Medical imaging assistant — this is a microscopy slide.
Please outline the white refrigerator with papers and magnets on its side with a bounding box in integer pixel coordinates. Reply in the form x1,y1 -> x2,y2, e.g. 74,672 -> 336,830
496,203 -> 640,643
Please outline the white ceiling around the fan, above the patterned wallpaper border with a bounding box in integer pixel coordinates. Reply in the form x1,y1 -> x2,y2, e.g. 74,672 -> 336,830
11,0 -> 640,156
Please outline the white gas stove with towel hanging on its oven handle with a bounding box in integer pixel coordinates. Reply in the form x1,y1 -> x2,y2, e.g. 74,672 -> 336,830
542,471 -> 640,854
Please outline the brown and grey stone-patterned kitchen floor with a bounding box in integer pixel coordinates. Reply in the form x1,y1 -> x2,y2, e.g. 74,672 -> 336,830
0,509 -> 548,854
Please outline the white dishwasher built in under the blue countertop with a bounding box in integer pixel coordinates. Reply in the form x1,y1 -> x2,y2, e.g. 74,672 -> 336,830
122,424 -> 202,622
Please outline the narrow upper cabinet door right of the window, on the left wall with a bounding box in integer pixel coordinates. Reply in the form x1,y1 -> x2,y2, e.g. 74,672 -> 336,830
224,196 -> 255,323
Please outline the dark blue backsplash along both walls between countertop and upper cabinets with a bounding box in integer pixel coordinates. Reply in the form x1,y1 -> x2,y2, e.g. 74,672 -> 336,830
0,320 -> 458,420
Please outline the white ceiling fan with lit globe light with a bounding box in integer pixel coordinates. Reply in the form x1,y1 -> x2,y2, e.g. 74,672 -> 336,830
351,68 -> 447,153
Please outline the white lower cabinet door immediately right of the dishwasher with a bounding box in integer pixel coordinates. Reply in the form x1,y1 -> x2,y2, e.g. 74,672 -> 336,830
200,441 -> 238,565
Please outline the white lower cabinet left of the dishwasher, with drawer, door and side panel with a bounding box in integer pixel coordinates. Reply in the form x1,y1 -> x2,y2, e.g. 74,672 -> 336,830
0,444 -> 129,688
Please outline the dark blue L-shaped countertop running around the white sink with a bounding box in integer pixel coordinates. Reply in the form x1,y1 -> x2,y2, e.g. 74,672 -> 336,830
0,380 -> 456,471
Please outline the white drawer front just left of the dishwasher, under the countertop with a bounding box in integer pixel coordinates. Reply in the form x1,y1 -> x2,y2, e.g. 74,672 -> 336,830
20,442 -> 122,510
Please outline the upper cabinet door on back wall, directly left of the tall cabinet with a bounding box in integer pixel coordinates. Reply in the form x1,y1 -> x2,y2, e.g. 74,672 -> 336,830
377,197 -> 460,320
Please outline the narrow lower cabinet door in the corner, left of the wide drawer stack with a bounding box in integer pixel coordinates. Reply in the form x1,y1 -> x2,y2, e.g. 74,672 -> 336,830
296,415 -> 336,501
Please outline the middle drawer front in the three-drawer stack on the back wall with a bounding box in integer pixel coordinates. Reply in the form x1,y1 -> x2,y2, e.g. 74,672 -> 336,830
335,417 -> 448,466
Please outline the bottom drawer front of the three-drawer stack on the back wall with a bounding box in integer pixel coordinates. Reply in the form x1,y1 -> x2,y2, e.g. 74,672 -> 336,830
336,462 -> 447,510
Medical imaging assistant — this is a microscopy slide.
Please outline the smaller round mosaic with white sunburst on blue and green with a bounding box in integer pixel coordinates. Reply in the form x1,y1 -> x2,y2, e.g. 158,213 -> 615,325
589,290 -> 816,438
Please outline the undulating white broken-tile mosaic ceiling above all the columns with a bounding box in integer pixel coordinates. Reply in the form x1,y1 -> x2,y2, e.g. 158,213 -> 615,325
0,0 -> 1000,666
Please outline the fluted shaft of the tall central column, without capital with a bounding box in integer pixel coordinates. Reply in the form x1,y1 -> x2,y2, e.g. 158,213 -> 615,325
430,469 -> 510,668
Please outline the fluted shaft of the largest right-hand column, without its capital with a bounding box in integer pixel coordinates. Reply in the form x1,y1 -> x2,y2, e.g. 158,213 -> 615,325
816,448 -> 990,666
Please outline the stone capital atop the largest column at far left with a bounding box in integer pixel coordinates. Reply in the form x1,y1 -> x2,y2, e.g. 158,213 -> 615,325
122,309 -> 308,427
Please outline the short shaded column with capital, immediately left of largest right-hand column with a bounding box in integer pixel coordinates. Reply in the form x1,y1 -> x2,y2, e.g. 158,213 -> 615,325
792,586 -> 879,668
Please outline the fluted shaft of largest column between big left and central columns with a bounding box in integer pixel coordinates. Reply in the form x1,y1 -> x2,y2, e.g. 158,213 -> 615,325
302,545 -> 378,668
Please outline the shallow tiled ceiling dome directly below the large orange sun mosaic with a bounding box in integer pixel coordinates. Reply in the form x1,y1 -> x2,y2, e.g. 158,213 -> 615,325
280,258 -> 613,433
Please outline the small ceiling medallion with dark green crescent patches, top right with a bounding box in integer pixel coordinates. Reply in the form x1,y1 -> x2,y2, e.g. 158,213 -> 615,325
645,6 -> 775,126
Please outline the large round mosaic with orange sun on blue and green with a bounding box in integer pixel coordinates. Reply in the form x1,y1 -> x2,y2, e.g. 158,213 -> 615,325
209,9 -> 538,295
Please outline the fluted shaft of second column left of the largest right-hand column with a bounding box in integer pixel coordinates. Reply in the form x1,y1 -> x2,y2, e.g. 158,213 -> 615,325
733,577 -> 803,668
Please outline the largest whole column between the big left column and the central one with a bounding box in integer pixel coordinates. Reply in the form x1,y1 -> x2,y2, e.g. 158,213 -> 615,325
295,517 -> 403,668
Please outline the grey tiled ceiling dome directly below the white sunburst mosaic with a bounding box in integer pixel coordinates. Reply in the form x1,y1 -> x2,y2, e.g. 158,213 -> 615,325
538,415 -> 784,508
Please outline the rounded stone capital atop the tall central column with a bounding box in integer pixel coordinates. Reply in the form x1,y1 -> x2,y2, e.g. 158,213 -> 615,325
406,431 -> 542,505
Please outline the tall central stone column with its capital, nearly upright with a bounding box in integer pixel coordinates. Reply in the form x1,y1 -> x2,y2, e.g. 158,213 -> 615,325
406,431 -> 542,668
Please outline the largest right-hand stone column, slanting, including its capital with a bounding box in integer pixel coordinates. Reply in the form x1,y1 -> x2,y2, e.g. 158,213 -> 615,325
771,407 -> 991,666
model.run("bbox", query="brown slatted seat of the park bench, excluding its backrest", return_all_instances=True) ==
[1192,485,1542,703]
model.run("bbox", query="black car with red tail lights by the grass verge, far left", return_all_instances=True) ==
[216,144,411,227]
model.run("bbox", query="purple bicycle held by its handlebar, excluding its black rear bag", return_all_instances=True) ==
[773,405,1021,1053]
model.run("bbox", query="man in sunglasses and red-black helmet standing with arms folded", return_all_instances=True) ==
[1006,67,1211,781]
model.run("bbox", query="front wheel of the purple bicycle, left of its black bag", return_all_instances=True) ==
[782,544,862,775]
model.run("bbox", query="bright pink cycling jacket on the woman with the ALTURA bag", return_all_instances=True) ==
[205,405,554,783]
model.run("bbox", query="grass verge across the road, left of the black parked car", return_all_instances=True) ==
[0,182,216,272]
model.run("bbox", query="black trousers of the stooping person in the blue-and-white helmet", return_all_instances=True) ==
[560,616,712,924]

=-=-=-=-=

Going line by line, repeat the whole listing exactly.

Medical imaging assistant — this is a microscopy slide.
Please outline the white refrigerator with papers and magnets on its side with a bounding box in integer pixel coordinates. Reply in the form x1,y1 -> x2,y2, e.g. 74,672 -> 336,830
496,203 -> 640,643
Please outline the white ceiling around the fan, above the patterned wallpaper border with a bounding box in integer pixel coordinates. Reply in the form x1,y1 -> x2,y2, e.g. 74,672 -> 336,830
11,0 -> 640,156
Please outline the white gas stove with towel hanging on its oven handle with a bounding box in integer pixel coordinates. Reply in the form x1,y1 -> x2,y2, e.g. 74,672 -> 336,830
542,471 -> 640,854
Please outline the brown and grey stone-patterned kitchen floor with a bounding box in integer pixel coordinates. Reply in the form x1,y1 -> x2,y2, e.g. 74,672 -> 336,830
0,509 -> 548,854
Please outline the white dishwasher built in under the blue countertop with a bounding box in integer pixel coordinates. Reply in the form x1,y1 -> x2,y2, e.g. 74,672 -> 336,830
122,424 -> 202,622
Please outline the narrow upper cabinet door right of the window, on the left wall with a bounding box in integer pixel coordinates. Reply in the form x1,y1 -> x2,y2, e.g. 74,672 -> 336,830
224,196 -> 255,323
Please outline the dark blue backsplash along both walls between countertop and upper cabinets with a bounding box in integer pixel coordinates. Reply in the form x1,y1 -> x2,y2, e.g. 74,672 -> 336,830
0,320 -> 458,420
Please outline the white ceiling fan with lit globe light with a bounding box in integer pixel coordinates. Reply in the form x1,y1 -> x2,y2, e.g. 74,672 -> 336,830
351,68 -> 447,153
Please outline the white lower cabinet door immediately right of the dishwasher with a bounding box in integer pixel coordinates. Reply in the form x1,y1 -> x2,y2, e.g. 74,672 -> 336,830
200,441 -> 238,565
Please outline the white lower cabinet left of the dishwasher, with drawer, door and side panel with a bounding box in integer pixel coordinates. Reply in the form x1,y1 -> x2,y2, e.g. 74,672 -> 336,830
0,444 -> 129,688
Please outline the dark blue L-shaped countertop running around the white sink with a bounding box in integer pixel coordinates. Reply in the form x1,y1 -> x2,y2, e.g. 74,672 -> 336,830
0,380 -> 456,471
Please outline the white drawer front just left of the dishwasher, under the countertop with a bounding box in integer pixel coordinates. Reply in the form x1,y1 -> x2,y2, e.g. 74,672 -> 336,830
20,442 -> 122,510
Please outline the upper cabinet door on back wall, directly left of the tall cabinet with a bounding box in integer pixel coordinates. Reply in the form x1,y1 -> x2,y2, e.g. 74,672 -> 336,830
377,197 -> 460,320
Please outline the narrow lower cabinet door in the corner, left of the wide drawer stack with a bounding box in integer pixel coordinates. Reply in the form x1,y1 -> x2,y2, e.g. 74,672 -> 336,830
296,415 -> 336,501
Please outline the middle drawer front in the three-drawer stack on the back wall with a bounding box in integer pixel coordinates. Reply in the form x1,y1 -> x2,y2, e.g. 74,672 -> 336,830
335,417 -> 448,466
Please outline the bottom drawer front of the three-drawer stack on the back wall with a bounding box in integer pixel coordinates. Reply in the form x1,y1 -> x2,y2, e.g. 74,672 -> 336,830
336,462 -> 447,510
Medical imaging assistant — this is a microscopy slide.
Please outline the smaller round mosaic with white sunburst on blue and green with a bounding box in integer pixel coordinates. Reply in the form x1,y1 -> x2,y2, e.g. 158,213 -> 615,325
589,290 -> 816,438
Please outline the undulating white broken-tile mosaic ceiling above all the columns with a bounding box in integer pixel coordinates. Reply in the form x1,y1 -> x2,y2, e.g. 158,213 -> 615,325
0,0 -> 1000,666
Please outline the fluted shaft of the tall central column, without capital with a bounding box in integer pixel coordinates. Reply in the form x1,y1 -> x2,y2, e.g. 158,213 -> 615,325
430,469 -> 510,668
Please outline the fluted shaft of the largest right-hand column, without its capital with a bounding box in integer pixel coordinates. Reply in the form x1,y1 -> x2,y2, e.g. 158,213 -> 615,325
816,448 -> 990,666
Please outline the stone capital atop the largest column at far left with a bounding box in integer pixel coordinates. Reply in the form x1,y1 -> x2,y2, e.g. 158,213 -> 615,325
122,309 -> 308,427
Please outline the short shaded column with capital, immediately left of largest right-hand column with a bounding box in integer pixel coordinates. Reply in the form x1,y1 -> x2,y2, e.g. 158,213 -> 615,325
792,586 -> 879,668
Please outline the fluted shaft of largest column between big left and central columns with a bounding box in integer pixel coordinates. Reply in the form x1,y1 -> x2,y2, e.g. 158,213 -> 615,325
302,545 -> 378,668
Please outline the shallow tiled ceiling dome directly below the large orange sun mosaic with a bounding box in integer pixel coordinates. Reply in the form x1,y1 -> x2,y2, e.g. 158,213 -> 615,325
280,258 -> 613,433
Please outline the small ceiling medallion with dark green crescent patches, top right with a bounding box in integer pixel coordinates. Reply in the form x1,y1 -> x2,y2, e.g. 158,213 -> 615,325
645,6 -> 775,126
Please outline the large round mosaic with orange sun on blue and green with a bounding box in integer pixel coordinates. Reply in the form x1,y1 -> x2,y2, e.g. 158,213 -> 615,325
209,9 -> 538,295
Please outline the fluted shaft of second column left of the largest right-hand column with a bounding box in integer pixel coordinates. Reply in the form x1,y1 -> x2,y2, e.g. 158,213 -> 615,325
733,577 -> 803,668
Please outline the largest whole column between the big left column and the central one with a bounding box in integer pixel coordinates. Reply in the form x1,y1 -> x2,y2, e.g. 158,213 -> 615,325
295,517 -> 403,668
Please outline the grey tiled ceiling dome directly below the white sunburst mosaic with a bounding box in integer pixel coordinates. Reply in the form x1,y1 -> x2,y2, e.g. 158,213 -> 615,325
538,415 -> 784,508
Please outline the rounded stone capital atop the tall central column with a bounding box in integer pixel coordinates. Reply in the form x1,y1 -> x2,y2, e.g. 158,213 -> 615,325
406,431 -> 542,505
Please outline the tall central stone column with its capital, nearly upright with a bounding box in integer pixel coordinates. Reply in the form x1,y1 -> x2,y2, e.g. 158,213 -> 615,325
406,431 -> 542,668
Please outline the largest right-hand stone column, slanting, including its capital with a bounding box in integer pixel coordinates. Reply in the form x1,y1 -> x2,y2, e.g. 158,213 -> 615,325
771,407 -> 991,666
model.run("bbox", query="brown slatted seat of the park bench, excluding its backrest", return_all_instances=True) ==
[1192,485,1542,703]
model.run("bbox", query="black car with red tail lights by the grass verge, far left", return_all_instances=True) ==
[216,144,411,227]
model.run("bbox", query="purple bicycle held by its handlebar, excluding its black rear bag", return_all_instances=True) ==
[773,405,1021,1053]
model.run("bbox", query="man in sunglasses and red-black helmet standing with arms folded", return_all_instances=True) ==
[1006,67,1211,781]
model.run("bbox", query="front wheel of the purple bicycle, left of its black bag", return_all_instances=True) ==
[782,544,862,775]
model.run("bbox", query="bright pink cycling jacket on the woman with the ALTURA bag", return_all_instances=True) ==
[205,405,554,783]
model.run("bbox", query="grass verge across the road, left of the black parked car", return_all_instances=True) ==
[0,182,216,272]
model.run("bbox", query="black trousers of the stooping person in the blue-and-white helmet", return_all_instances=True) ==
[560,616,712,924]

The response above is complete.